__Questões a responder__:
(1) Indique todas as intervenções que, segundo o excerto sobre cuidados de enfermagem, Souza et al. (2019) identificaram como realizadas pelos enfermeiros e com influência nos cuidados diretos à pessoa.
(2) De acordo com o excerto sobre cuidados de enfermagem, que percentagem das atividades foi registada no estudo de De Marinis et al. (2010)?
(3) Prossiga o excerto sobre cuidados de enfermagem a partir da sua última frase.

----- Excerto citado

Souza et al. (2019) também identificaram a documentação de cuidados, o controlo de infeção e os procedimentos de continuidade de cuidados como intervenções realizadas pelos enfermeiros e que têm influência nos cuidados diretos à pessoa. Contudo, os resultados do estudo, no que diz respeito à documentação de cuidados, permitem verificar que esta intervenção é desenvolvida com uma frequência muito inferior às restantes intervenções de caráter não assistencial, o que pode influenciar a continuidade de cuidados. Os resultados do estudo apontam no sentido do estudo realizado por De Marinis et al. (2010), que refere que apenas 40% das atividades foram registadas, correspondendo a 37% das avaliações e 45% das intervenções, colocando em questão a importância dos registos de enfermagem como o reflexo do trabalho realizado pelos enfermeiros.
As intervenções realizadas pelo EF no âmbito da consulta centram-se naquilo que é o controlo da doença e na capacitação da mesma para a sua autogestão, não se verificando intervenções específicas dirigidas à família enquanto unidade de cuidado. Contudo, realça-se a relevância da família como unidade de cuidados, nomeadamente pela associação entre o suporte familiar e o controlo da glicémia dos membros da família com diabetes (Miranda et al., 2021).
O presente estudo veio demonstrar de um modo geral que os cuidados de enfermagem, no âmbito consulta de vigilância da diabetes, integram intervenções abrangentes e diversificadas, justificadas pela complexidade da pessoa com diabetes, alvo dos cuidados do EF. A vigilância da doença crónica na família poderá constitui um desafio na sua trajetória coevolutiva do EF.

----------
----- Dados extraídos

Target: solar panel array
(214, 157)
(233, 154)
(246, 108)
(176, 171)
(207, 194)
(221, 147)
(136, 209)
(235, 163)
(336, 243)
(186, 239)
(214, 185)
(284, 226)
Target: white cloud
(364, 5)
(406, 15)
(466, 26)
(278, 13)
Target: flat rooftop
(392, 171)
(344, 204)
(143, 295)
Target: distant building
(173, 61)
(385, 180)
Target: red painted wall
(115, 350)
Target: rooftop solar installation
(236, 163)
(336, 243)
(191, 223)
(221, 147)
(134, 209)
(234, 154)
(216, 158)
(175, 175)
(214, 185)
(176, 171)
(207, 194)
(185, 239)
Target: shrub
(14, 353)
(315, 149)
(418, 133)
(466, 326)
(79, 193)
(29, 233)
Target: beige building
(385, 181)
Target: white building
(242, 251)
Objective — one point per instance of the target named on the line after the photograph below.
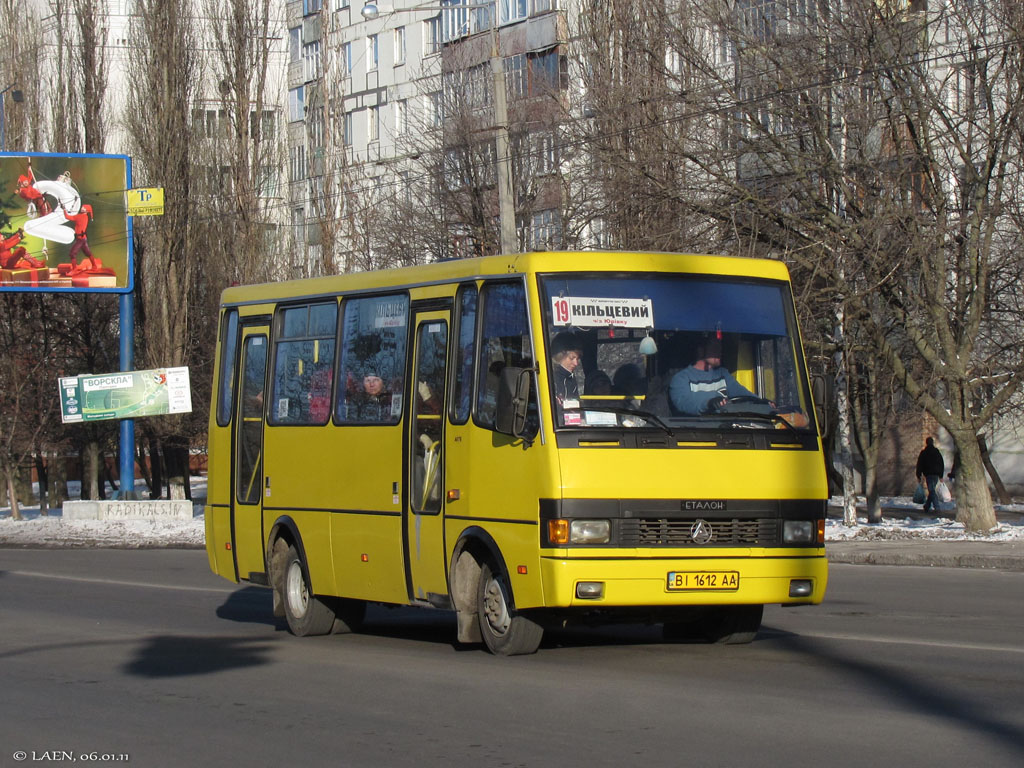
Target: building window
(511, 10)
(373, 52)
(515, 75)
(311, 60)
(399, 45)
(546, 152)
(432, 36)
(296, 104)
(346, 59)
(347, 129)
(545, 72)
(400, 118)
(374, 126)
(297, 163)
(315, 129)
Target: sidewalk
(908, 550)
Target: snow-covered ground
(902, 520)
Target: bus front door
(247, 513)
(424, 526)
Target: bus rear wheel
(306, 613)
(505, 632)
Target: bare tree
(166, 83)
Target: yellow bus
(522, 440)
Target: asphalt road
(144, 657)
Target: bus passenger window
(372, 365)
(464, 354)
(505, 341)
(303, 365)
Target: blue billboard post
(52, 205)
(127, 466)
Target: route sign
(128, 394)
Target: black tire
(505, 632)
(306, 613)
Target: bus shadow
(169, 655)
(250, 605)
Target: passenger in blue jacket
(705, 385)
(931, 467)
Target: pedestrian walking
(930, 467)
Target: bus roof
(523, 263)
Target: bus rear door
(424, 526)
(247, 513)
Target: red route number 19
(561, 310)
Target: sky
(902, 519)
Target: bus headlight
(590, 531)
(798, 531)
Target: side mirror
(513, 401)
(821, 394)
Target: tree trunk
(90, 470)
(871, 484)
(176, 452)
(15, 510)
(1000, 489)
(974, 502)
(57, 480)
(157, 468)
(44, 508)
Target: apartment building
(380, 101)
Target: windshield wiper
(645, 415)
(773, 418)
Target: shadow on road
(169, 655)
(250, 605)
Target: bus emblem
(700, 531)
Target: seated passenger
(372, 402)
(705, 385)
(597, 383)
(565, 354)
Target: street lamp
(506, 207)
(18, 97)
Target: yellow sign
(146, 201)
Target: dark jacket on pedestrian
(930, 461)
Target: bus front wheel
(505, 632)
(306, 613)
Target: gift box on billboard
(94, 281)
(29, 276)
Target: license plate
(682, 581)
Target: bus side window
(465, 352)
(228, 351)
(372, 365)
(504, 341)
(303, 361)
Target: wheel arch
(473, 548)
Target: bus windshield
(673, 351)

----------
----- Dados extraídos

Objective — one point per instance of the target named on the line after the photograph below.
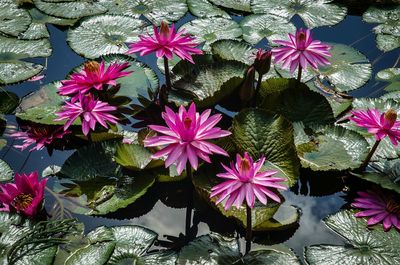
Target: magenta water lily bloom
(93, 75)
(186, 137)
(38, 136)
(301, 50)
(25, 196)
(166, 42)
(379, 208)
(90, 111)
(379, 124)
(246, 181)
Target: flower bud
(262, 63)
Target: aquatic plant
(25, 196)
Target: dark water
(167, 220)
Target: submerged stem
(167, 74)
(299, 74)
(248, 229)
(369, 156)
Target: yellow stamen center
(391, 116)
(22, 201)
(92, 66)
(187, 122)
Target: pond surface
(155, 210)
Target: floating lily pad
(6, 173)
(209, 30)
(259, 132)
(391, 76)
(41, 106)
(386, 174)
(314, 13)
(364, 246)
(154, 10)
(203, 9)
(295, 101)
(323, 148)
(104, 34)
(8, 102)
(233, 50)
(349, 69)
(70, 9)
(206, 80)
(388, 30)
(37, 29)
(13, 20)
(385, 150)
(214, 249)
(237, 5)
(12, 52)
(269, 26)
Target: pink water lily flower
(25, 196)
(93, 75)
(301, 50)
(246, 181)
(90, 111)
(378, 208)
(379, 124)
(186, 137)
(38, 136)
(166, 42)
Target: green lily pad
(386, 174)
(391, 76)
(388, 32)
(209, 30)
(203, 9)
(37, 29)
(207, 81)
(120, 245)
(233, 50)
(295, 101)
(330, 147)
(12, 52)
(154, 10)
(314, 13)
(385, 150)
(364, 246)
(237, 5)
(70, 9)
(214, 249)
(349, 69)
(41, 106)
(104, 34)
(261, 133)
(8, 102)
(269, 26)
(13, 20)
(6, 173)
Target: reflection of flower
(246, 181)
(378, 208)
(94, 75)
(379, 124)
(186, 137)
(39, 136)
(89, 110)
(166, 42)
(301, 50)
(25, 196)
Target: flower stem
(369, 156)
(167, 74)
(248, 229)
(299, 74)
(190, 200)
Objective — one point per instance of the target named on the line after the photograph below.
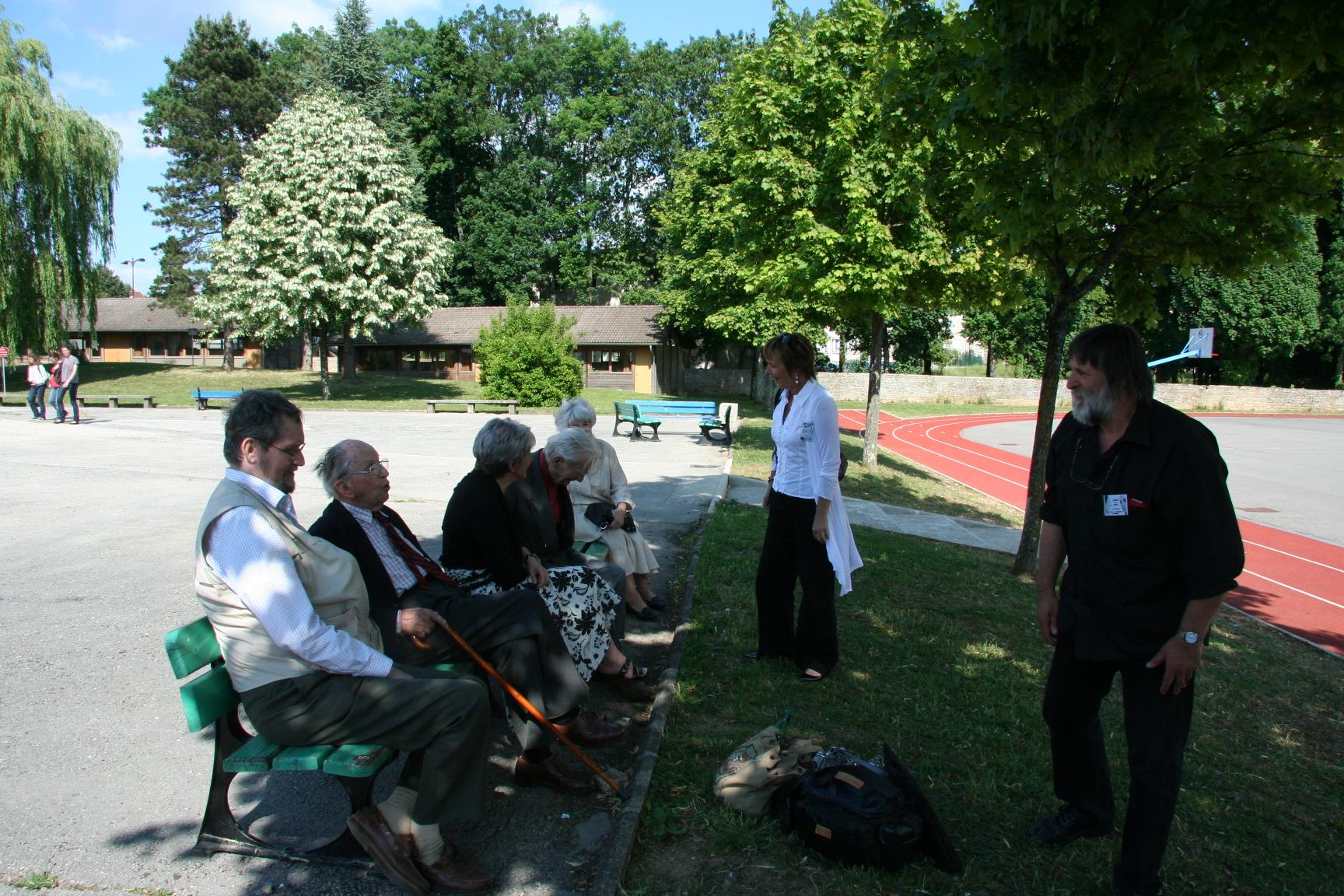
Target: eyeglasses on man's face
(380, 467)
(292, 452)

----------
----- Dados extraídos

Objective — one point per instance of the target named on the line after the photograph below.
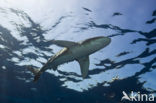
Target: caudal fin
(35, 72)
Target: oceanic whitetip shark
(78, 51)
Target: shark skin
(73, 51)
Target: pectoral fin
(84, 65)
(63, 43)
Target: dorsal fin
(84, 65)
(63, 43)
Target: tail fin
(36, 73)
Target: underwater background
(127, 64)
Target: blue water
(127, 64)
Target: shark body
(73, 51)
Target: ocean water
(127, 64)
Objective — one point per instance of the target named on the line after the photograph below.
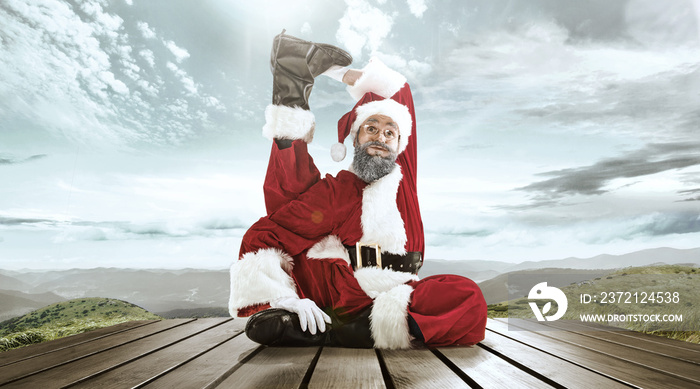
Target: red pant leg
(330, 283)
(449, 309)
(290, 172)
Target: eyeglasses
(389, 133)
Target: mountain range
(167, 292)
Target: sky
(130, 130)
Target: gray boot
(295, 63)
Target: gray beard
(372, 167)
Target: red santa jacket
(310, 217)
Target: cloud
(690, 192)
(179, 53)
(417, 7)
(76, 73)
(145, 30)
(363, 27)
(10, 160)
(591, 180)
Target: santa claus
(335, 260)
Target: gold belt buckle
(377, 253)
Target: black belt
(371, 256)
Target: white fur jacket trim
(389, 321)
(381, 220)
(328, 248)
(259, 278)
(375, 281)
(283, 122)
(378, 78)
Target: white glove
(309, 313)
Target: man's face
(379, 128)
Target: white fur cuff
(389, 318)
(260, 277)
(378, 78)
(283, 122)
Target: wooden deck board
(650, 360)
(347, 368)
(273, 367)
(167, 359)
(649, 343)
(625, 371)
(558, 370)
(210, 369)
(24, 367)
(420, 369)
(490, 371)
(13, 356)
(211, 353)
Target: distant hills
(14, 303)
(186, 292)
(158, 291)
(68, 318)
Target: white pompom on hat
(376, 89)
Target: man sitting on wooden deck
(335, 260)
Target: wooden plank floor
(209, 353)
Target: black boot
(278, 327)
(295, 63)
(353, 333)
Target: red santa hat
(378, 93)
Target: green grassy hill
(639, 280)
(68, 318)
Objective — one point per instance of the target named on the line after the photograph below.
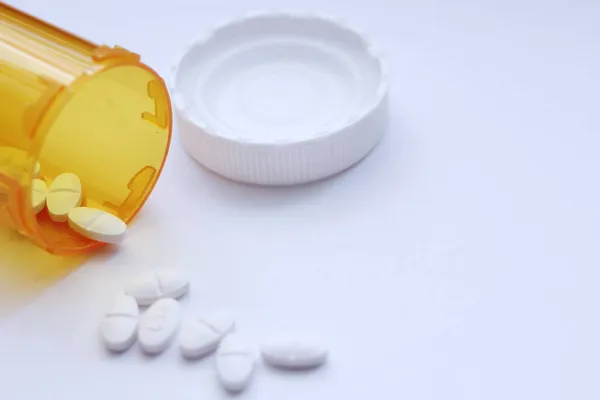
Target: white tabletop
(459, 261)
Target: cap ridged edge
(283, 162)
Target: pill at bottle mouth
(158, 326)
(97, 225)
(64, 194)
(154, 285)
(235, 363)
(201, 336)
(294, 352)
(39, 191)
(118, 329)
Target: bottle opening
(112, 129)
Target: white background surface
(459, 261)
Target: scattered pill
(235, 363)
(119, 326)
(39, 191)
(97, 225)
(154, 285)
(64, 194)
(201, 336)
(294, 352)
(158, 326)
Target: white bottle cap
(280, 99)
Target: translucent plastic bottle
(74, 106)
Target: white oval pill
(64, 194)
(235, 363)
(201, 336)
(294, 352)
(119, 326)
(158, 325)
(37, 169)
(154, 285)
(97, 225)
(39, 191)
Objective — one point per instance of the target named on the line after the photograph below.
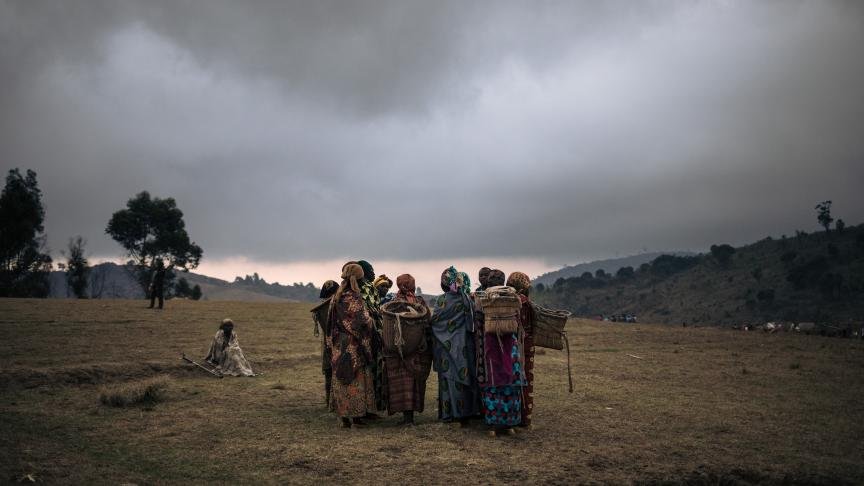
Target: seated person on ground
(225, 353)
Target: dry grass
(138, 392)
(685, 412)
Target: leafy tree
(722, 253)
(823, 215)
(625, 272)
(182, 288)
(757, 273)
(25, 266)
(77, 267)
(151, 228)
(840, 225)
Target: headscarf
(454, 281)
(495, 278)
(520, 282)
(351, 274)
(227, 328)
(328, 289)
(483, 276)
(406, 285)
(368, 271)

----------

__Respostas do exercício__:
(1) Documentação de cuidados; controlo de infeção; procedimentos de continuidade de cuidados.

(2) Apenas 40% das atividades.

(3)
Conclusão
Os resultados do estudo indicam que as intervenções realizadas pelo enfermeiro de família na consulta de vigilância da diabetes são do tipo avaliar, monitorizar, ensinar, elaborar, promover, administrar, referenciar, assistir e incentivar, o que remete para uma metodologia de cuidados sustentada no processo de enfermagem.
No cuidado não assistencial os procedimentos de documentação representam em grande medida este domínio do cuidado. Os sistemas de informação, ao integrarem os dados relativos aos cuidados desenvolvidos pelos EF, constituem-se como uma ferramenta basilar para a continuidade dos mesmos, da acessibilidade à informação, mas também um utensílio fundamental para a demonstração do impacto dos cuidados do EF.
Produzir mais evidência no que se refere às intervenções desenvolvidas pelo EF, nos cuidados às famílias em transições de saúde/doença, como é o caso de um dos seus membros ser portador de DM, concorrerá para uma prática centralizada na potencialização das forças, recursos e competências das famílias e dos seus membros individualmente.